• [Objective] State how many lines in the entries below contain the string "range". Give only the number.

Start of Dataset records

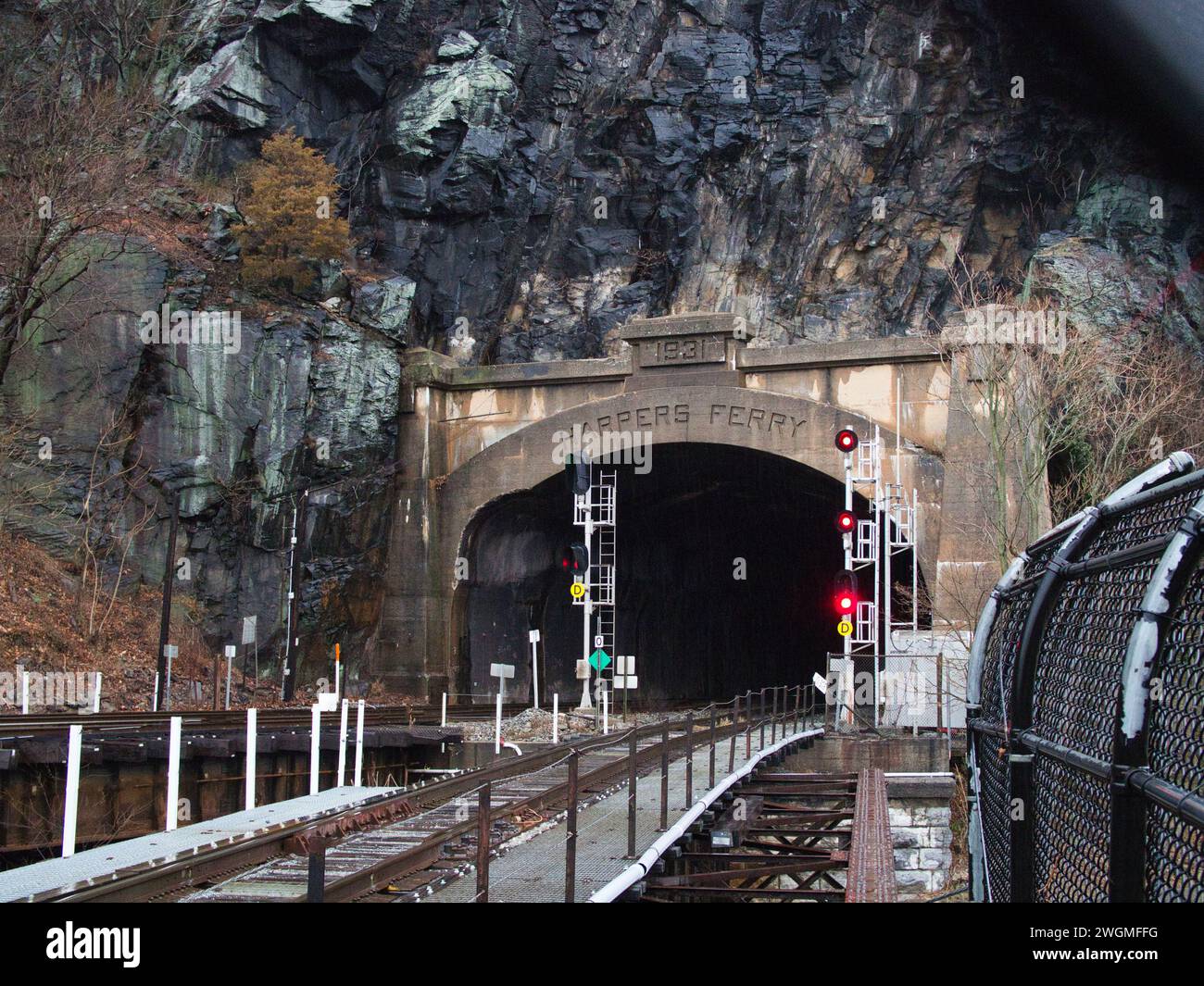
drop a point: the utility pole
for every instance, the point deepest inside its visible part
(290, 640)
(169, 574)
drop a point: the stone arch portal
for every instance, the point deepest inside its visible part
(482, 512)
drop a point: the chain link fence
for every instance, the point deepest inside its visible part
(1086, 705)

End of Dataset records
Start of Dataset records

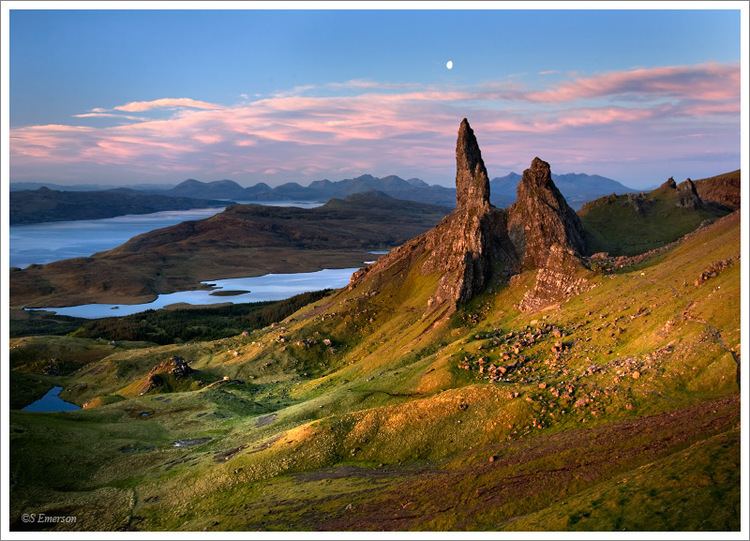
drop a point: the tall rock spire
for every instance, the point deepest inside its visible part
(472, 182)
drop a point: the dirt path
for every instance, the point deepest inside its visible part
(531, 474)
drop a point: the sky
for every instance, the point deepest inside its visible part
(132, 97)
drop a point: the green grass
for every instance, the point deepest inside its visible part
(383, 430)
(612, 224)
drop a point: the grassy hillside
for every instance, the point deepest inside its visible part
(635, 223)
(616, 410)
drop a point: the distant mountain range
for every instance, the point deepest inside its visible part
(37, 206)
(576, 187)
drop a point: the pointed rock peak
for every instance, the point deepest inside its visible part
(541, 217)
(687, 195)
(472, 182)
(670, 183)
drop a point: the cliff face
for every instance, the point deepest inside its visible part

End of Dataset records
Start of Dataset records

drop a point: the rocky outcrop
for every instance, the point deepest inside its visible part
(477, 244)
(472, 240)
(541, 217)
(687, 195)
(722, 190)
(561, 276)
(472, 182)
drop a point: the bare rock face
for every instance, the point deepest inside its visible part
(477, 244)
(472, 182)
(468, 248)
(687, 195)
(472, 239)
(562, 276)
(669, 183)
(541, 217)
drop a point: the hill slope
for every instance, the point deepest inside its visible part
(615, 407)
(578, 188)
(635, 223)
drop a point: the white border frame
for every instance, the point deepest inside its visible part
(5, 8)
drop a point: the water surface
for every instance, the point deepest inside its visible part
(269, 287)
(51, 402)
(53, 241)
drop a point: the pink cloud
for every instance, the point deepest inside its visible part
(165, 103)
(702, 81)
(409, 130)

End of Dataset records

• [The solution] 1